• [Task description]: Produce an exact copy of all the records.

(Object pointing dataset rows)
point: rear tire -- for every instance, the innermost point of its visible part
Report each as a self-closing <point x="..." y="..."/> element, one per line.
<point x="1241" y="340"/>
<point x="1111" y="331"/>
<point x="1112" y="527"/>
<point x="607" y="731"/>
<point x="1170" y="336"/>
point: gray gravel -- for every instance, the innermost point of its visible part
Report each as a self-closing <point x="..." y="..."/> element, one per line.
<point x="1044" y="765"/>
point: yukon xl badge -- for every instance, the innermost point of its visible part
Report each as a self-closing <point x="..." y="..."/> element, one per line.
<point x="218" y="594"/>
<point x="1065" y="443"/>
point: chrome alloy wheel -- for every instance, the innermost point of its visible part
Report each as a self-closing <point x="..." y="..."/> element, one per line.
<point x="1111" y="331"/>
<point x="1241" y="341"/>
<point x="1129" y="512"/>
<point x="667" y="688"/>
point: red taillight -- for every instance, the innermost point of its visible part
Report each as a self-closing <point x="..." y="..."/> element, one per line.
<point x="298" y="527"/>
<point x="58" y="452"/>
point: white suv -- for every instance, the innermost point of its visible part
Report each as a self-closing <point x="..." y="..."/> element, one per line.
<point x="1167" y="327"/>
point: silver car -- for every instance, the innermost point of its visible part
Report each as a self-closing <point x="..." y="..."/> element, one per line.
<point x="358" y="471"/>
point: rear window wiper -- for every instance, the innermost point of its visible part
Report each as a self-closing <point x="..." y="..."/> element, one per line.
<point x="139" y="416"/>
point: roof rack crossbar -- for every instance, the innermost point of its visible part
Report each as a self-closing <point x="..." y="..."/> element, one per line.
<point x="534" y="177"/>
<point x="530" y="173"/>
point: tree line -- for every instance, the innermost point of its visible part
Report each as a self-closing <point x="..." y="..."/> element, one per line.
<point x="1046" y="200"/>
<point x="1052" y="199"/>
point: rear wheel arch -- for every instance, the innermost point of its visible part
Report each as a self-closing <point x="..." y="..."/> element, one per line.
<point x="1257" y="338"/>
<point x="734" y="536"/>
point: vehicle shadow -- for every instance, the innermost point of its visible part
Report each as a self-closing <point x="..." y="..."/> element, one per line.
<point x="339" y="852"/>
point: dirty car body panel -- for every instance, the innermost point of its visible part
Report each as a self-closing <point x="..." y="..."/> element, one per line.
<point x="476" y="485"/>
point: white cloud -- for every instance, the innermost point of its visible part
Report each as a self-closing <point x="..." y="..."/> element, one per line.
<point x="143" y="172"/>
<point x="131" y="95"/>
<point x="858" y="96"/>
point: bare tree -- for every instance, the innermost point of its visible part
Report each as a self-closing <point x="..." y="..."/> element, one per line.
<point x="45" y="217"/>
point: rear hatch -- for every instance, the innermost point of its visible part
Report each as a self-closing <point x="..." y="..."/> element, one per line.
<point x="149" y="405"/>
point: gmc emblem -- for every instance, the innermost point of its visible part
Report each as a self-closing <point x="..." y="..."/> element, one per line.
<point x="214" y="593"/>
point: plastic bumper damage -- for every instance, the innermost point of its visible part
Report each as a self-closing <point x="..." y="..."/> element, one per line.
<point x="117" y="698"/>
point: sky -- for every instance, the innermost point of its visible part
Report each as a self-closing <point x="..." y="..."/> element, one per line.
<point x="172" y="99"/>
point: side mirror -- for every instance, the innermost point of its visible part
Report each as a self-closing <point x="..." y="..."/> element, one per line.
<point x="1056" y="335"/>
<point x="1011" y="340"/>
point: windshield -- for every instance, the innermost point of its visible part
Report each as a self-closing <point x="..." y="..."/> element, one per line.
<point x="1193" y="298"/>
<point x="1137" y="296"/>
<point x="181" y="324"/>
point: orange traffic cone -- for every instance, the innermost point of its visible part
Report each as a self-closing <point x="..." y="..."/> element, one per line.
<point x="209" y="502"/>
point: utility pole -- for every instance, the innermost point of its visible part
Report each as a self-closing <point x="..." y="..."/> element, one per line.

• [In response]:
point: rear tire -- for every instance, the innermost point of its visible part
Report each as a self-closing <point x="..." y="..."/> element, one per line.
<point x="1241" y="340"/>
<point x="1111" y="331"/>
<point x="1112" y="527"/>
<point x="607" y="731"/>
<point x="1170" y="336"/>
point: gray gravel -- for every instance, the innermost point of its visible part
Report each as a self-closing <point x="..." y="..."/> element, one per line.
<point x="1044" y="765"/>
point: yukon xl badge -- for every instance, the innermost point of its visible part
Report each as a self-closing <point x="..." y="..."/> element, one per line.
<point x="218" y="594"/>
<point x="1065" y="443"/>
point: chrome alloy wheel -- for every instance, the innermost point of its visible part
Report each as a self-closing <point x="..." y="..."/> element, one per line.
<point x="1111" y="331"/>
<point x="1241" y="341"/>
<point x="1129" y="512"/>
<point x="667" y="688"/>
point: red taillight -- for every instance, the innermost point of its visible part
Report each as a self-closing <point x="..." y="..."/> element, one per line.
<point x="298" y="527"/>
<point x="58" y="452"/>
point: white suv -- for every instance, the innermost point of its visible part
Report each as a self-closing <point x="..." y="..."/> element, one per line.
<point x="1167" y="327"/>
point: silver car -- for every instance, the innermost point of its visible part
Report each as a self-closing <point x="..." y="..."/> element, one per line.
<point x="358" y="471"/>
point: rear window wiper -- for every instance, the innermost point of its visible part
Report each as a self-closing <point x="..." y="..."/> element, one per line.
<point x="139" y="416"/>
point: roof rack crossbar -- for every instance, the innermost point of its visible part
Report each as a self-closing <point x="..." y="..."/> element, one per line.
<point x="534" y="177"/>
<point x="530" y="173"/>
point: tree line -- for every instance, the innermost point of its visible part
Report each as a self-closing <point x="..." y="..."/> element, one per line.
<point x="1046" y="200"/>
<point x="1052" y="199"/>
point: rear wheel arch -- for every instance, the innermost point of its visible part
Report each as a self-closing <point x="..." y="..."/> element, one per line.
<point x="1257" y="338"/>
<point x="734" y="536"/>
point: vehicle shadow -- for every instance, the innermost point of its visible part
Report each as a self-closing <point x="..." y="..."/> element, one per line.
<point x="339" y="852"/>
point: dirty car body panel -- for every instance, the innermost point of its visible part
Report each as a self-closing <point x="..." y="..."/> element, one per line.
<point x="476" y="485"/>
point: white cloud -- for every instance, the innermost point of its visible part
Report each as a self-closing <point x="..." y="..."/> element, one per line.
<point x="143" y="172"/>
<point x="131" y="95"/>
<point x="858" y="96"/>
point: bare tree -- for every instance, the innermost point of its visible part
Report each as a self-closing <point x="..." y="..."/> element, one per line.
<point x="45" y="217"/>
point: rear hatch -- for every instance, the innermost point of its visible part
Report each as a self-closing <point x="..." y="..."/> element, one per line.
<point x="149" y="405"/>
point: gmc emblem -- for every instance, the innermost point of its visible part
Report each as a self-closing <point x="..." y="..."/> element, one per line.
<point x="214" y="593"/>
point: plastic bumper damage -- for every instance, the innermost point of its visible part
Report each as a self-closing <point x="..." y="..."/> element, one per line.
<point x="117" y="698"/>
point: sky -- for every instance, the innermost point of its visible part
Report each as a self-closing <point x="..." y="..."/> element, one per line.
<point x="172" y="99"/>
point: side mirror -- for every instance, the innermost point of its visible part
Report each as a self-closing <point x="..." y="..."/> element, one per line.
<point x="1056" y="335"/>
<point x="1011" y="340"/>
point: windshield -- for every instance, the innermost point of its visible part
Report each as a self-closing <point x="..." y="..."/> element, one per line.
<point x="1193" y="298"/>
<point x="1137" y="296"/>
<point x="181" y="324"/>
point: orange traffic cone -- for every instance, the innermost point of its visible part
Report each as a self-closing <point x="..." y="..."/> element, one per line.
<point x="209" y="502"/>
point: utility pole -- for every instance, the innermost point of its visible part
Report each as a self-closing <point x="..." y="..."/> element, one per line.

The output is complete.